start Supplied text

THUNDERBOLT HISTORY 1941-PRESENT
Marine Fighter Attack Squadron Two Five One (VMFA-251), was activated on 1 December 1941 at Naval Air Station North Island, California as Marine Observation Squadron 251 (VMO-251). While flying the Grumman F4F “Wildcat” during World War II, the squadron participated in numerous Pacific campaigns including Guadalcanal, the Solomon Islands, Santa Cruz, Luzon, and the Southern Philippines.
In 1944, the squadron transitioned to the F-4U “Corsair”, and was re-designated Marine Fighter Squadron Two Five One (VMF-251) in February 1945. VMF-251 continued operations in the South Pacific until 1 May 1945 when it flew its last combat mission of World War II while supporting clean-up operations at Leyte. On 1 June 1945 VMF-251 was deactivated at Samar, Philippines Island. Thirteen months later on 1 July 1946, VMF-251 was reactivated at Gross Isle, Michigan as a Ready Reserve squadron.

end Supplied text

Continue the VMFA-251 squadron history past its final sentence about the 1946 reactivation. The records that follow have no connection to the VMFA-251 squadron history.

start Listing

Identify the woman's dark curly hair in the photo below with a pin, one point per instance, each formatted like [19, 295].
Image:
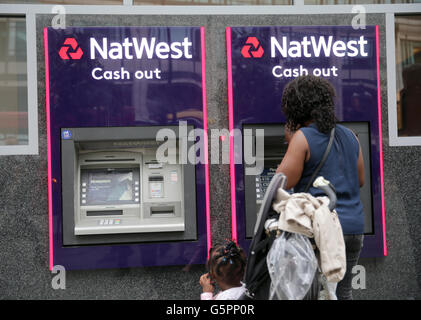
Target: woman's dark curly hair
[309, 98]
[228, 262]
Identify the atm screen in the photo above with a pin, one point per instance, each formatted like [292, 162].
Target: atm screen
[109, 186]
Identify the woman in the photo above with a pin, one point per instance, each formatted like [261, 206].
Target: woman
[307, 103]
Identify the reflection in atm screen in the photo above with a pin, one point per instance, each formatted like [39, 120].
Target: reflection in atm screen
[107, 186]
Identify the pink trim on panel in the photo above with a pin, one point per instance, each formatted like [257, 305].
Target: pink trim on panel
[231, 130]
[379, 106]
[205, 129]
[50, 198]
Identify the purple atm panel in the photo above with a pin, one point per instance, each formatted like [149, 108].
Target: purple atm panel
[262, 60]
[123, 80]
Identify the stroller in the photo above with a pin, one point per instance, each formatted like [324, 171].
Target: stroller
[257, 277]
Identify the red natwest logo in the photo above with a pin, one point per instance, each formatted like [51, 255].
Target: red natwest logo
[75, 52]
[252, 48]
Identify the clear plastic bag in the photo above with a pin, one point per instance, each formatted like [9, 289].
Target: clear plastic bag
[292, 265]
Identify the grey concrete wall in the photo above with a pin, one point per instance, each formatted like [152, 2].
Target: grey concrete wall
[24, 270]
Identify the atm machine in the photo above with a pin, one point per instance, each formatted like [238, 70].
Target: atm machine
[275, 148]
[115, 191]
[116, 197]
[254, 102]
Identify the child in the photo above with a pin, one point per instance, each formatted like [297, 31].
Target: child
[226, 267]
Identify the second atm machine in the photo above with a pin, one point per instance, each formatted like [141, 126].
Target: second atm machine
[255, 95]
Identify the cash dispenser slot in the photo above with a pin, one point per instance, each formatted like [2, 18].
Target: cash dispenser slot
[162, 211]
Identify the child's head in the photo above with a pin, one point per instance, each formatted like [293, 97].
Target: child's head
[227, 263]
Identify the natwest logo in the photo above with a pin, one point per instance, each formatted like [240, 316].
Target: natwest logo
[70, 50]
[139, 48]
[252, 48]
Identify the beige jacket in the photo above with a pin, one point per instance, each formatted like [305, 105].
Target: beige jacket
[302, 213]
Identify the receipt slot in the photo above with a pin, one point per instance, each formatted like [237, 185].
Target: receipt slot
[115, 199]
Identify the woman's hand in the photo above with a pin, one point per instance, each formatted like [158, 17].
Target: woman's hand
[206, 283]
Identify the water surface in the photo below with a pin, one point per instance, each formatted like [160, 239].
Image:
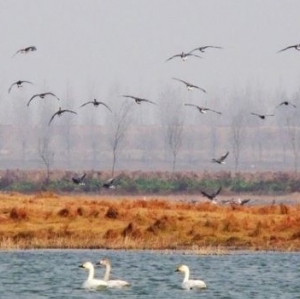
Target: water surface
[56, 274]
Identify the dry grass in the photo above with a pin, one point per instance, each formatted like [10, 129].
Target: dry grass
[47, 220]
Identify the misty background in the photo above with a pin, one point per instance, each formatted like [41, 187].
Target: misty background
[105, 49]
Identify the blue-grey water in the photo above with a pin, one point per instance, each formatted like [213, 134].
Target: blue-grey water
[56, 274]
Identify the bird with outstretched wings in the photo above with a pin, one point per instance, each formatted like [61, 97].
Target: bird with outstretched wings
[139, 100]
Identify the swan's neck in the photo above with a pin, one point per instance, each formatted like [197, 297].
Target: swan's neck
[186, 275]
[91, 274]
[107, 272]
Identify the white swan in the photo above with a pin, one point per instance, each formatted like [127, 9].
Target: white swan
[91, 282]
[112, 283]
[190, 283]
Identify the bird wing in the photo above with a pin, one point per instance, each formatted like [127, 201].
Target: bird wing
[67, 110]
[186, 83]
[34, 96]
[89, 102]
[206, 195]
[284, 49]
[17, 53]
[177, 55]
[127, 96]
[52, 117]
[148, 101]
[101, 103]
[213, 111]
[244, 201]
[216, 192]
[51, 94]
[222, 158]
[11, 87]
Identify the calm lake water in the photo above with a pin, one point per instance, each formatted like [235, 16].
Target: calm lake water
[56, 274]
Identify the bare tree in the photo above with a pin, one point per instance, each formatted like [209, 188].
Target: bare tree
[173, 122]
[119, 125]
[46, 155]
[294, 136]
[237, 137]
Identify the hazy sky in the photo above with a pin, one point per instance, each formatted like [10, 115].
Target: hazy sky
[94, 46]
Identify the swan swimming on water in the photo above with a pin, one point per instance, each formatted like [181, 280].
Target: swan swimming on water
[187, 283]
[91, 282]
[112, 283]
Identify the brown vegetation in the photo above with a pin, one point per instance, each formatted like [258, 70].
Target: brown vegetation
[47, 220]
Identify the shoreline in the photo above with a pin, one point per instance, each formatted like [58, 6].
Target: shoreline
[52, 221]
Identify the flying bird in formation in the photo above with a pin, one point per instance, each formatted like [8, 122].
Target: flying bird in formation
[212, 195]
[96, 104]
[183, 56]
[42, 96]
[202, 109]
[203, 48]
[59, 113]
[138, 100]
[190, 86]
[286, 103]
[25, 50]
[79, 180]
[262, 116]
[296, 47]
[221, 159]
[109, 184]
[19, 84]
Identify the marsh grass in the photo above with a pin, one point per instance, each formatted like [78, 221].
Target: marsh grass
[48, 220]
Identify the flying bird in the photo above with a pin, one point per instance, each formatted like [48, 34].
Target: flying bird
[138, 100]
[183, 56]
[109, 184]
[96, 104]
[296, 47]
[262, 116]
[42, 96]
[286, 103]
[202, 109]
[59, 113]
[221, 159]
[79, 180]
[203, 49]
[25, 50]
[212, 195]
[18, 84]
[238, 201]
[189, 86]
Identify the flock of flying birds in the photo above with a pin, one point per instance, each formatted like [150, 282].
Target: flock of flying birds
[184, 56]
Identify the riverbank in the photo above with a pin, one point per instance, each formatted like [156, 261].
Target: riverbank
[49, 220]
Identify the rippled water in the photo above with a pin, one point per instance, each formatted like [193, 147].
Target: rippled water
[56, 274]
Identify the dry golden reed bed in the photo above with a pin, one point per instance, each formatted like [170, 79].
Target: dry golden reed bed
[47, 220]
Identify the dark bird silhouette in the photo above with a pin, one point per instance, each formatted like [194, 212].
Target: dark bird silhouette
[42, 96]
[238, 201]
[96, 104]
[25, 50]
[203, 49]
[296, 47]
[212, 195]
[18, 84]
[138, 100]
[79, 180]
[202, 109]
[109, 184]
[286, 103]
[262, 116]
[189, 86]
[59, 113]
[221, 159]
[183, 56]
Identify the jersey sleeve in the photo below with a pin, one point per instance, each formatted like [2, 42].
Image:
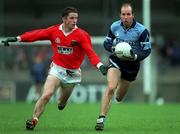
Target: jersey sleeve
[35, 35]
[88, 49]
[108, 42]
[145, 46]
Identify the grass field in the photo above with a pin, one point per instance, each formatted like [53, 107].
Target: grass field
[123, 118]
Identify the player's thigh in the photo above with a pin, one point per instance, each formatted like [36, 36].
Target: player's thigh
[51, 84]
[67, 90]
[113, 77]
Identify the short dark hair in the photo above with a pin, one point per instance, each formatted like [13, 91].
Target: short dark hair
[125, 5]
[68, 10]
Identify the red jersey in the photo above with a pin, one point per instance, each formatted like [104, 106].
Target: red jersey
[69, 49]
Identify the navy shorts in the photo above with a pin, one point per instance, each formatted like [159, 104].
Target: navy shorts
[129, 69]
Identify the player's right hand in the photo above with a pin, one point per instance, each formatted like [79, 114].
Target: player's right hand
[103, 69]
[9, 39]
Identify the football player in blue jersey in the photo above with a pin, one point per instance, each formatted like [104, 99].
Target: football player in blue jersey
[123, 70]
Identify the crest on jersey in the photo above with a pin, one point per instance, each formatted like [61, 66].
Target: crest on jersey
[74, 43]
[57, 40]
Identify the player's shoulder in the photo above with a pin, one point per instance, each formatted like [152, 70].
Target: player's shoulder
[53, 27]
[115, 24]
[82, 32]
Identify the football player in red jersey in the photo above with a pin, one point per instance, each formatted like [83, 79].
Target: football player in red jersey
[70, 44]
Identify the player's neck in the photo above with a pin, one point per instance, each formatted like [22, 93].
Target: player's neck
[66, 29]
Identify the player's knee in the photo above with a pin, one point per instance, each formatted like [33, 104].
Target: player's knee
[46, 97]
[111, 89]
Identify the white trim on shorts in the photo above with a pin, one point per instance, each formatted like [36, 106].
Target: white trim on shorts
[66, 76]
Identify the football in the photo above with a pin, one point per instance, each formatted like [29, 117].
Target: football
[122, 49]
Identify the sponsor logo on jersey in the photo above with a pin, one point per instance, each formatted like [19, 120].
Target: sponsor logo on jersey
[65, 50]
[57, 40]
[74, 43]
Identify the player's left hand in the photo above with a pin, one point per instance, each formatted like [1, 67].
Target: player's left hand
[103, 69]
[10, 39]
[129, 55]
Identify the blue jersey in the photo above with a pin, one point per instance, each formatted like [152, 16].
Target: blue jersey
[137, 36]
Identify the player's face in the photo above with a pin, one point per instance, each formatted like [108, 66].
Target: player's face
[71, 20]
[126, 16]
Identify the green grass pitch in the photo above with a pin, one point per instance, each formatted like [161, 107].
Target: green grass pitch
[123, 118]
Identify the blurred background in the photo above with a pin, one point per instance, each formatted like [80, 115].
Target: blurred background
[18, 64]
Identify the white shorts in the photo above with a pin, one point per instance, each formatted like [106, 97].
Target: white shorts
[66, 76]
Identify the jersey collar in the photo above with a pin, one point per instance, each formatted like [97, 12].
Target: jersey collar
[132, 26]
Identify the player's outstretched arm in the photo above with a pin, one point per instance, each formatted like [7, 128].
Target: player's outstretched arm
[9, 39]
[102, 68]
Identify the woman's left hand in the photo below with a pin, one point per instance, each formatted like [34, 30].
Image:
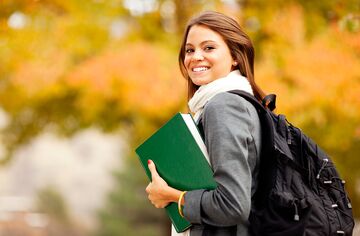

end Listing

__Exercise answer__
With the outbreak of the Korean War in 1950, VMF-251 was recalled to active service, and transitioned to the AD-4 “Skyraider”. In late April 1951 the squadron was transferred to Marine Corps Air Station (MCAS) El Toro, California. With the aircraft transition complete, the squadron was re-designated Marine Attack Squadron Two Five One (VMA-251) on 25 April 1951. VMA-251 deployed to Korea in June 1953. Although the squadron saw only limited action the last two weeks of the war, it flew 310 combat missions totaling more than 550 hours, and had the distinction of having the last Marine aircraft engaged in combat during the Korean War on 27 July 1953. VMA-251 remained in Korea for two and a half years providing air defense along the Demilitarized Zone.
In January 1956, the Thunderbolts relocated to MCAS Iwakuni, Japan and remained in the Far East for fifteen months. In 1957, VMA-251 was relocated to MCAS Miami, Florida and began flying the FJ-4 “Fury”. With the transition to the FJ-4 came the re-designation to VMF-251 on 20 April 1957.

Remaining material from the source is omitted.